B、如果左子树的节点个数为t,select(k),如果t=k,那么直接返回根节点的值。

C、如果t>k,根节点的排序太大,需要在左子树中继续select(k)。

D、如果t<k,根节点的排序太小,需要在右子树中继续select(k-t-1)。

E、重复ABCD

 

递归实现:

    /**
     * Return the kth smallest key in the symbol table.
     * 
     * When k is 0, return the smallest key. When k is <em>N</em> &minus; 1, return the largest key.
     * 
     * @param    k the order statistic
     * @return    the kth smallest key in the symbol table
     * 
     * @throws IllegalArgumentException unless {@code k} is between 0 and
     *        <em>N</em> &minus; 1
     */
    public Key select(int k) {
        
        if(k < 0 || k >= size())
            return null;
        
        Node x = select(root, k);//work when BST is empty
        
        if(x == null)
            return null;
        return x.key;
        
    }
    
    private Node select(Node x, int k) {
        
        if(x == null)
            return null;
        
        int t = size(x.left);
        
        if(t > k)

[练习 A]:
根据阅读材料,当左子树的节点个数t小于k时,应在哪棵子树中继续调用select,传入的参数是什么?
[练习 B]:
把阅读材料中以“D、如果t<k”开头的那段改写得更简短。
[练习 C]:
请从“C、如果t>k,根节点的排序太大,需要在左子树中继续select(k)。”开始,一直到“the symbol table.”为止,把阅读材料中的这一部分原样抄写下来。
只依据阅读材料作答。

[数据行]:
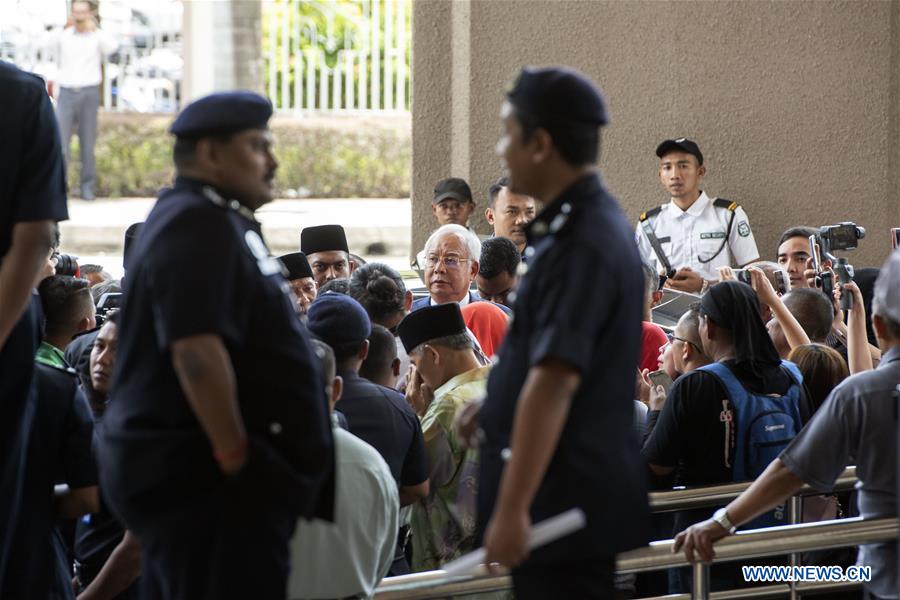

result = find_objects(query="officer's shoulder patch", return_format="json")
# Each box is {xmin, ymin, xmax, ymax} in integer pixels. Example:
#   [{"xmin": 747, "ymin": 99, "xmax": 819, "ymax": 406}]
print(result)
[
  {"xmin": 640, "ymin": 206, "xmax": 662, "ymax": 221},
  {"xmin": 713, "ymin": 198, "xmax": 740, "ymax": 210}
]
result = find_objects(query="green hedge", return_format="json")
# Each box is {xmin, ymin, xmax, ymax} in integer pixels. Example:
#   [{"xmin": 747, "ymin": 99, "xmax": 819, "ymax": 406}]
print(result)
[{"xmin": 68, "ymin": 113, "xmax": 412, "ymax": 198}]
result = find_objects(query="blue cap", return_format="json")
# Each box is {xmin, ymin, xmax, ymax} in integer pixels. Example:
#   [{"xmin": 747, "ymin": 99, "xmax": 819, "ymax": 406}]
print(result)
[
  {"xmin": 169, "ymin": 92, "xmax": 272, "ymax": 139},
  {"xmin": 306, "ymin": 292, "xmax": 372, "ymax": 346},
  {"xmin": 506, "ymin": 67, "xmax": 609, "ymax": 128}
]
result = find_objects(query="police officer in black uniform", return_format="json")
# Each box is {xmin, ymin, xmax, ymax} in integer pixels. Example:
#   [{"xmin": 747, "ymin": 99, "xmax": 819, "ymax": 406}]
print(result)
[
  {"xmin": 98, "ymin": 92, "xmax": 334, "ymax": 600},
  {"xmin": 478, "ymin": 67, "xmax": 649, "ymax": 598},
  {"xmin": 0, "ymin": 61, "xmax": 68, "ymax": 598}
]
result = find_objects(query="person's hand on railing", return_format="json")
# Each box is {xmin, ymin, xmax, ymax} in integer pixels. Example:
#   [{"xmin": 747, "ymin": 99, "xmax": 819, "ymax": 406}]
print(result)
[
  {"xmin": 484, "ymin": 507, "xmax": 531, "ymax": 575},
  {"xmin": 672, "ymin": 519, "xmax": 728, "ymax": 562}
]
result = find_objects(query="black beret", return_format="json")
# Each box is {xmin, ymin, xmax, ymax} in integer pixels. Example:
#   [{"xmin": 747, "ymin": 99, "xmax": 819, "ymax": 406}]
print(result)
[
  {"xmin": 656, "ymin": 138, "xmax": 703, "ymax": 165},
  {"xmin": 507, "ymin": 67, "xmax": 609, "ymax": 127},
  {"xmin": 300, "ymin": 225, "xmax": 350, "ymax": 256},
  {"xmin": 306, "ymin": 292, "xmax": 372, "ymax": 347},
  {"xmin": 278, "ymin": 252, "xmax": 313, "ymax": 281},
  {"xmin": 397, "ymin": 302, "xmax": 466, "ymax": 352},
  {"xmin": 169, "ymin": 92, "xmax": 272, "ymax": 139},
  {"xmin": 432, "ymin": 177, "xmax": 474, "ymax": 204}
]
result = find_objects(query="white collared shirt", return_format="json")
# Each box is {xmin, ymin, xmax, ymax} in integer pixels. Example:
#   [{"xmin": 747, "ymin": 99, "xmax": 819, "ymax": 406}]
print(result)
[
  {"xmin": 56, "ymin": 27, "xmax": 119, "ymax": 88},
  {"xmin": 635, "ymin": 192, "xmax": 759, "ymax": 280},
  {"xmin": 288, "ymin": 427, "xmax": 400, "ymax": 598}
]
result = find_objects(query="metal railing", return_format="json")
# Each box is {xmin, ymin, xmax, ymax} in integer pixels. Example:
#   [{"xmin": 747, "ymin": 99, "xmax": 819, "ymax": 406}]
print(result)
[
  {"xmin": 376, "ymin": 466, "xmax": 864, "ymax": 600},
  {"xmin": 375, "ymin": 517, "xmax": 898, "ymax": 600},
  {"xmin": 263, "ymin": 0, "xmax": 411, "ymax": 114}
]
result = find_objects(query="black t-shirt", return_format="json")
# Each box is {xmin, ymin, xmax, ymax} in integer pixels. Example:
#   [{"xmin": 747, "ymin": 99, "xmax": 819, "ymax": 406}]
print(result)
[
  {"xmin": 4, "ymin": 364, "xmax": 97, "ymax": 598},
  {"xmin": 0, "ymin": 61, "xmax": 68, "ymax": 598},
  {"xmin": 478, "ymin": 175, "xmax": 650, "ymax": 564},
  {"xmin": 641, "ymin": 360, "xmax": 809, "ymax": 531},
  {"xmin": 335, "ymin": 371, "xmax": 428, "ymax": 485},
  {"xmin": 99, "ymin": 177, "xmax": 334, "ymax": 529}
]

[练习答案 A]:
在右子树中继续调用select,参数为k-t-1。

[练习答案 B]:
t<k时,根节点排序太小,应在右子树中执行select(k-t-1)。

[练习答案 C]:
C、如果t>k,根节点的排序太大,需要在左子树中继续select(k)。

D、如果t<k,根节点的排序太小,需要在右子树中继续select(k-t-1)。

E、重复ABCD

 

递归实现:

    /**
     * Return the kth smallest key in the symbol table.